Copy each line below as it stands, but skip any picture it contains.

### Data extracted from a collection
──────
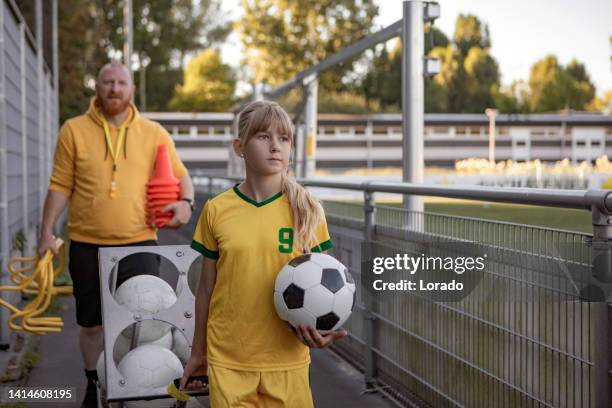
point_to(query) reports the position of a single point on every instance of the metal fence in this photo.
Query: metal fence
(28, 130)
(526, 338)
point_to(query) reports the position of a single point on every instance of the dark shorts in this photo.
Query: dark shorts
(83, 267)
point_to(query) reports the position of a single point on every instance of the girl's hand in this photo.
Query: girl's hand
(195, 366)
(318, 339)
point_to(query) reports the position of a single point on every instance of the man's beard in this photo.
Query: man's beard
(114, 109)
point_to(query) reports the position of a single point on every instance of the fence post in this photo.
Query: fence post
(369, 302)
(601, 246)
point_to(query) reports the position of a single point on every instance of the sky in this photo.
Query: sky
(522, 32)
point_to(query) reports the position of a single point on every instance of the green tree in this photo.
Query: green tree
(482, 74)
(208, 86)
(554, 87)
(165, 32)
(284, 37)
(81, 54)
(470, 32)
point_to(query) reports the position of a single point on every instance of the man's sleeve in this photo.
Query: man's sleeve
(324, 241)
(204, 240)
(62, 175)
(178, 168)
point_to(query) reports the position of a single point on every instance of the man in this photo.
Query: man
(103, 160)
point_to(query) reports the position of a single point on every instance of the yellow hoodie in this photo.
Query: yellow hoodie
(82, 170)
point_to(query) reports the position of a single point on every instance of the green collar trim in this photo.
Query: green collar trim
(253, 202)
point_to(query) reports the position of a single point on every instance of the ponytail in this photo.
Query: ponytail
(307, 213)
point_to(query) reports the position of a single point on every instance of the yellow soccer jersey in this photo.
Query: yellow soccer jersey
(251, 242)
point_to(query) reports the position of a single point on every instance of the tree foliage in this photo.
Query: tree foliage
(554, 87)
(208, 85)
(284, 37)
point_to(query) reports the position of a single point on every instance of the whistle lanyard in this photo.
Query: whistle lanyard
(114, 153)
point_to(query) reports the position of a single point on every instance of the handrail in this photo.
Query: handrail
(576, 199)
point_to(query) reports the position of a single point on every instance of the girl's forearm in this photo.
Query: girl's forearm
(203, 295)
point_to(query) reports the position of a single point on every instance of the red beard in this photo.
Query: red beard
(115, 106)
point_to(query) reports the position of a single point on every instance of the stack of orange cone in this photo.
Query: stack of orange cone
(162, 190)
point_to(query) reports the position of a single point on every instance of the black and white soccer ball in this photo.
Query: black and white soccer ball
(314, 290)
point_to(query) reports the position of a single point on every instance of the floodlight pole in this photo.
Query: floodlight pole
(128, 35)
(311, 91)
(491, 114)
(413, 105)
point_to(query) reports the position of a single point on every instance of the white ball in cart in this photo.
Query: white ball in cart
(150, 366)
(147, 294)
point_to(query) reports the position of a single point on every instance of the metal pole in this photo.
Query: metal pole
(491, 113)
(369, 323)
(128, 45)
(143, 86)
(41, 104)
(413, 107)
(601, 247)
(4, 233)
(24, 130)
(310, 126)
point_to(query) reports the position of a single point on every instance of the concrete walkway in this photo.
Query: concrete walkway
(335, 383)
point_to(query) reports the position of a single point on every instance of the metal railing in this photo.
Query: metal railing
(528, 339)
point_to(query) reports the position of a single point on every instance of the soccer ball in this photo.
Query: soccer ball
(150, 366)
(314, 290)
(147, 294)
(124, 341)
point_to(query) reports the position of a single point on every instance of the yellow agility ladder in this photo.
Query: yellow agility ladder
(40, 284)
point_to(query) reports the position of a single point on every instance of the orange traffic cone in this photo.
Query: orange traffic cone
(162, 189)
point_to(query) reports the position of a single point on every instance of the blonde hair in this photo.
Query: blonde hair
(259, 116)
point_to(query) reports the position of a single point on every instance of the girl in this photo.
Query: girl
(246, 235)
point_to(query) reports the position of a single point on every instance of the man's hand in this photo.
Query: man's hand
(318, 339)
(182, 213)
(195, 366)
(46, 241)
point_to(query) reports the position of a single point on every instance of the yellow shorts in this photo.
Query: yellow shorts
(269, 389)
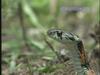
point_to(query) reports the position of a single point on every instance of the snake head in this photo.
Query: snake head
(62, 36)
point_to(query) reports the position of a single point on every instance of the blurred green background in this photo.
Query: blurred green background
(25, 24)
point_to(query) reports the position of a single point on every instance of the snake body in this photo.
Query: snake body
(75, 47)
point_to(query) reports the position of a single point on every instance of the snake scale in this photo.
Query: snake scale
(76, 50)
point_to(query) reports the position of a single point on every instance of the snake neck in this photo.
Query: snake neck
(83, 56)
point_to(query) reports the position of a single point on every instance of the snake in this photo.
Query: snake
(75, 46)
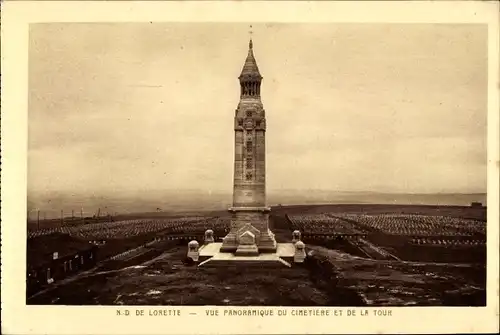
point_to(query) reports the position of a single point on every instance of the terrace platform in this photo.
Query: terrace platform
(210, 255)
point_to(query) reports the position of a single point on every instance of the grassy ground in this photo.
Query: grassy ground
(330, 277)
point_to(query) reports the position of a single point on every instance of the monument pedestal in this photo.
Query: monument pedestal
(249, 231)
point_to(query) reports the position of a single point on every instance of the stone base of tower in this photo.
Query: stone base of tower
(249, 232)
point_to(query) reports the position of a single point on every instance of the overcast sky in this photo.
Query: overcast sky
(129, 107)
──────
### ANSWER TO THIS PROBLEM
point_to(query) reports the position of a single point on every instance of the metal fence in this photo.
Query: metal fence
(28, 130)
(526, 338)
point_to(query) reports the position of a single point on every instance of the dark shorts in this photo.
Query: dark shorts
(83, 267)
point_to(query) reports the position of a single point on every instance of the girl's hand in this photo.
Query: girl's hand
(195, 366)
(318, 339)
point_to(query) reports the position of a single point on every instance of the man's beard in this photo.
Query: man's beard
(114, 109)
point_to(query) reports the position of a single point on every instance of the fence post in this photo.
Query: fence post
(369, 302)
(601, 246)
point_to(query) reports the position of a single point on every instance of the sky in this photo.
Query: sky
(522, 32)
point_to(query) reports the position of a single point on every instance of the green tree in this photo.
Query: green tree
(482, 74)
(208, 86)
(554, 87)
(165, 32)
(284, 37)
(81, 54)
(470, 32)
point_to(query) reports the position of a single point on every instance of the man's sleeve in this photo.
Query: man's sleeve
(324, 241)
(204, 240)
(62, 175)
(178, 168)
point_to(query) reports the position of a single point on every instance of the man in this photo.
Query: man
(103, 160)
point_to(query) reports the position of a single point on every instance of the yellow hoodie in this photo.
Query: yellow hoodie
(82, 170)
point_to(query) reports the position of a single point on every instance of the green collar trim in this photo.
Query: green collar trim
(253, 202)
point_to(query) reports the position of a single point on every instance of the ponytail in this photo.
Query: ponytail
(307, 213)
point_to(query) reports the position of a single point on every instance of the yellow soccer jersey in this photo.
Query: yellow soccer jersey
(251, 242)
point_to(query) reports the position of a single point on every instance of the tree foliage in this photo.
Query: tree foliage
(554, 87)
(208, 85)
(284, 37)
point_to(query) reports the position of a single point on every instance of the whistle lanyard in this photo.
Query: whistle lanyard
(114, 153)
point_to(query) reports the position of a single point on every instance of the handrail in this photo.
Query: handrail
(576, 199)
point_to(query) reports the position of a single point on every instance of the girl's forearm in this photo.
Query: girl's forearm
(203, 295)
point_to(query) reports the position of a single point on every instance of the red beard in this photo.
Query: red beard
(115, 106)
point_to(query) reports the position of a single point on every instance of the stack of orange cone in this photo.
Query: stack of orange cone
(162, 190)
point_to(query) reports the position of a single point on every instance of the black and white soccer ball in this photo.
Query: black and white soccer ball
(314, 290)
point_to(query) reports the position of a single point on every instance of the floodlight pole in this photo.
Query: floodlight pole
(128, 35)
(311, 91)
(491, 114)
(413, 105)
point_to(query) reports the position of a single point on every instance of the white ball in cart in this photo.
Query: white ball in cart
(150, 366)
(147, 294)
point_to(query) reports the position of a single point on every instance of the metal pole in this photo.
Query: metal pole
(491, 113)
(369, 323)
(128, 45)
(143, 86)
(41, 104)
(413, 107)
(601, 247)
(4, 233)
(24, 130)
(310, 126)
point_to(query) reports the position of a single point on every instance of the concrete walkway in this photo.
Query: concrete walkway
(335, 383)
point_to(query) reports the position of a single point on every instance of the metal railing in this photo.
Query: metal railing
(528, 339)
point_to(query) reports the position of a single point on every instance of the soccer ball in this photo.
Query: soccer ball
(150, 366)
(314, 290)
(147, 294)
(124, 341)
point_to(query) reports the position of a single point on every instance of the yellow agility ladder in this photo.
Query: yellow agility ladder
(40, 284)
point_to(query) reports the position of a single point on every instance of the orange traffic cone in this photo.
Query: orange traffic cone
(162, 189)
point_to(query) reports the position of a single point on every instance of the blonde hair in this photo.
Query: blonde hair
(259, 116)
point_to(query) reports the position of a single point on every instance of the girl in this photo.
Query: girl
(246, 235)
point_to(query) reports the position of a single point on every instance of the man's hand in this photo.
Query: man's hand
(318, 339)
(182, 213)
(195, 366)
(46, 241)
point_to(query) reports the position of a single point on every instance of the yellow shorts in this photo.
Query: yellow shorts
(269, 389)
point_to(query) reports the position of a single point on every instance of the snake head in this photo.
Query: snake head
(62, 36)
point_to(query) reports the position of a single point on every instance of the blurred green background in this photo.
Query: blurred green background
(25, 24)
point_to(query) reports the position of a single point on every instance of the snake body in this photo.
Query: snake body
(75, 47)
point_to(query) reports the position of a single point on every instance of the snake scale in this photo.
Query: snake scale
(76, 50)
point_to(query) reports the position of a single point on every instance of the snake neck in this photo.
Query: snake neck
(83, 56)
point_to(query) reports the position of a single point on every instance of the snake in this photo.
Query: snake
(75, 46)
point_to(query) reports the position of a single point on every instance of the terrace platform in this photo.
Query: terrace platform
(210, 255)
point_to(query) reports the position of a single point on every instance of the grassy ground in this photo.
Query: grassy ground
(330, 277)
point_to(query) reports the position of a single point on every instance of the monument pedestal in this photo.
Query: monument pedestal
(249, 231)
point_to(query) reports the position of a single point on every instance of the stone base of tower in this photo.
Query: stone base of tower
(249, 232)
point_to(query) reports the position of a single point on every instance of the overcast sky in this photo.
Query: overcast sky
(129, 107)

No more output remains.